→ **Exercise instructions**
Please transcribe exactly, and only, the lines of the data below between the line holding "eyebrow in the picture above?" and the line holding "nose in the picture above?", inclusive.

→ **Stored data entries**
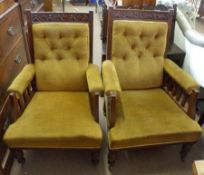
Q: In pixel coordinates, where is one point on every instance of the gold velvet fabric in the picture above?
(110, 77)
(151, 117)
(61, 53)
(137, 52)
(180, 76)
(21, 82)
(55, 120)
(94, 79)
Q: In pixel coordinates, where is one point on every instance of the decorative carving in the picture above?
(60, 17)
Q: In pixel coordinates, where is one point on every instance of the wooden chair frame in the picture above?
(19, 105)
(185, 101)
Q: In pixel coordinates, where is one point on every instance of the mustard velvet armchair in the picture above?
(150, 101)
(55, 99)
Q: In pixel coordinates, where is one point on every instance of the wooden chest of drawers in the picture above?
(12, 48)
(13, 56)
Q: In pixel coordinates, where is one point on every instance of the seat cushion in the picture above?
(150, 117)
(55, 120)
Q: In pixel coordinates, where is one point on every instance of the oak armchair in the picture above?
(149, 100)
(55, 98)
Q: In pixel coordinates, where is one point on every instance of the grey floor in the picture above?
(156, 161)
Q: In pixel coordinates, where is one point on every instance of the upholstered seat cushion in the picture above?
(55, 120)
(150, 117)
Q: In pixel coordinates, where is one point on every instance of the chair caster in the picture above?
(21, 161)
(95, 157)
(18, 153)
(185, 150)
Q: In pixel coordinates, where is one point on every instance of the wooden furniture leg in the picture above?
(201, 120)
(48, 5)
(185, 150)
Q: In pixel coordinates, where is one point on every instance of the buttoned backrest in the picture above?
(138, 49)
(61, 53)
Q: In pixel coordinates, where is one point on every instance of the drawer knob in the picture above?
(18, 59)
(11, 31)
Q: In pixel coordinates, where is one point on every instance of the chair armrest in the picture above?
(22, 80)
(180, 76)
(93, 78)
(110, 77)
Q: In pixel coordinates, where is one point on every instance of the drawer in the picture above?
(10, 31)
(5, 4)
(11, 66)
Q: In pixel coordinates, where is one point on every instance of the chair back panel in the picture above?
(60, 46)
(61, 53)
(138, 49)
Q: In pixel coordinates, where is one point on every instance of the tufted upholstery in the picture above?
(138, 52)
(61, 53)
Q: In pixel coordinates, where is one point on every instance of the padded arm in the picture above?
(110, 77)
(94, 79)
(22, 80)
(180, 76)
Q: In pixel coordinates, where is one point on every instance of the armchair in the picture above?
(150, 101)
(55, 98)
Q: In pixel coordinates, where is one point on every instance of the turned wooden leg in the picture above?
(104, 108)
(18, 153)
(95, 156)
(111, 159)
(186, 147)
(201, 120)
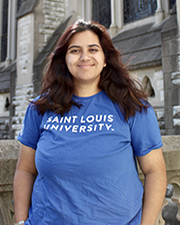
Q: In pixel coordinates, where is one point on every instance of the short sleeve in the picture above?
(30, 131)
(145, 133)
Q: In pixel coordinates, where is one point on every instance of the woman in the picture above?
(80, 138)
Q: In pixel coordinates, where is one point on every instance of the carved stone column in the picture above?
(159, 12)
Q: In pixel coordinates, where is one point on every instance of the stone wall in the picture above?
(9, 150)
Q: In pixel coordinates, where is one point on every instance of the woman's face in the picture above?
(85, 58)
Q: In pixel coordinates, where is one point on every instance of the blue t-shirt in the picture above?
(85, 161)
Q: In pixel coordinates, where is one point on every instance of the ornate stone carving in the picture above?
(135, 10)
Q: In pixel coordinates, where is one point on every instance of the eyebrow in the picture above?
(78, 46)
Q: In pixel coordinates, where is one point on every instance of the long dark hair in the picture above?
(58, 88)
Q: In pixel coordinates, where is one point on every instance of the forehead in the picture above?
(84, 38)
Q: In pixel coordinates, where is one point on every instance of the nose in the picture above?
==
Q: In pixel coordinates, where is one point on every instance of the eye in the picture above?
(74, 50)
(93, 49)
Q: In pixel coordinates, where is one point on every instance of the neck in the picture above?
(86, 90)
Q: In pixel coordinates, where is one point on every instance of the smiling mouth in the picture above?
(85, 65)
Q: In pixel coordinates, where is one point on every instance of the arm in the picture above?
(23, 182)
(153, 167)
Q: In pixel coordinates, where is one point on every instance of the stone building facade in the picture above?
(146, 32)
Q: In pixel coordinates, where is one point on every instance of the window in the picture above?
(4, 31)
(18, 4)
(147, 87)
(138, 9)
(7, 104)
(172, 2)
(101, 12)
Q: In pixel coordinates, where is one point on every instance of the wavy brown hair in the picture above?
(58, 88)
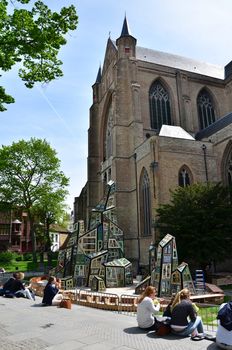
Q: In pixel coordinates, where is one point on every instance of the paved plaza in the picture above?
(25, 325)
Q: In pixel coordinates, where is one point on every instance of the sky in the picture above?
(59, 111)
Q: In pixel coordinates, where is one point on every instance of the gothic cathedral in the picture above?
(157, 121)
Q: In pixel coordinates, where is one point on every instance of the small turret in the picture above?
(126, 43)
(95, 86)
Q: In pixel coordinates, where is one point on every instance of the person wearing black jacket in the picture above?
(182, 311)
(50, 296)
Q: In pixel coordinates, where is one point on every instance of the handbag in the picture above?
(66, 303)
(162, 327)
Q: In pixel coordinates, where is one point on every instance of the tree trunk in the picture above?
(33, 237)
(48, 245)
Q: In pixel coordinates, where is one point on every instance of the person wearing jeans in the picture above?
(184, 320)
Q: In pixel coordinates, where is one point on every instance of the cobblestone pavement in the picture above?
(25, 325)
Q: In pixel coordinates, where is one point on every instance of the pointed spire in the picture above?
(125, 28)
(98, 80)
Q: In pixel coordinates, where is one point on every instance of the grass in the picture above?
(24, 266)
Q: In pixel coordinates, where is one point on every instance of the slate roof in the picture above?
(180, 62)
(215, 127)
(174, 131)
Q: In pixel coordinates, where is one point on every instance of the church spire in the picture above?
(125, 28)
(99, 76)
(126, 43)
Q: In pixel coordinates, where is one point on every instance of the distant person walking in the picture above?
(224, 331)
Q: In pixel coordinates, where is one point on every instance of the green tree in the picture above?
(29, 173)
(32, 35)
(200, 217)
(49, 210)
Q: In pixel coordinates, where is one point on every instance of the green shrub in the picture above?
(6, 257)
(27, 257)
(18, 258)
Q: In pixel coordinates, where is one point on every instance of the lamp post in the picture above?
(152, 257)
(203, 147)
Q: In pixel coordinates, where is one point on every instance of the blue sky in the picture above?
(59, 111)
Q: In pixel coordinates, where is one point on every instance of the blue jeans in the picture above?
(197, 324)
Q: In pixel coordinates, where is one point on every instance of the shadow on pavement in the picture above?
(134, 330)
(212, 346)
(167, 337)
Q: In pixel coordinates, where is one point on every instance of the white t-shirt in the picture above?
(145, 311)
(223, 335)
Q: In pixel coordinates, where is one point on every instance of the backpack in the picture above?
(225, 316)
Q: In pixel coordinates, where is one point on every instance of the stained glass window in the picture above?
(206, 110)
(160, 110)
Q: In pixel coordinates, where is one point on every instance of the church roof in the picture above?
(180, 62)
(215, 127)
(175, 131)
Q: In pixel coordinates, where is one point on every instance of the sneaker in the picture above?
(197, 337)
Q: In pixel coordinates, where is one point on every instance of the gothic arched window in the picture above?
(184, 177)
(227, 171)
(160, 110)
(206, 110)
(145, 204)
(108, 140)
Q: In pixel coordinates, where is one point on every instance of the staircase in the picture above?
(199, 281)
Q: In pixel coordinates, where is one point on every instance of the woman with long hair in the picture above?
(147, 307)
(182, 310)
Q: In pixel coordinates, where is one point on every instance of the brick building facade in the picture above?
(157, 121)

→ **Your response**
Q: In pixel coordinates, where is one point on every instance of the eyebrow in the picture above?
(78, 46)
Q: In pixel coordinates, where is one point on every instance of the long dark hair in the picture above?
(58, 88)
Q: In pixel coordinates, where is one point on every instance of the forehead in the picture above?
(84, 38)
Q: In pixel coordinates, where is one point on every instance of the nose in the picture above?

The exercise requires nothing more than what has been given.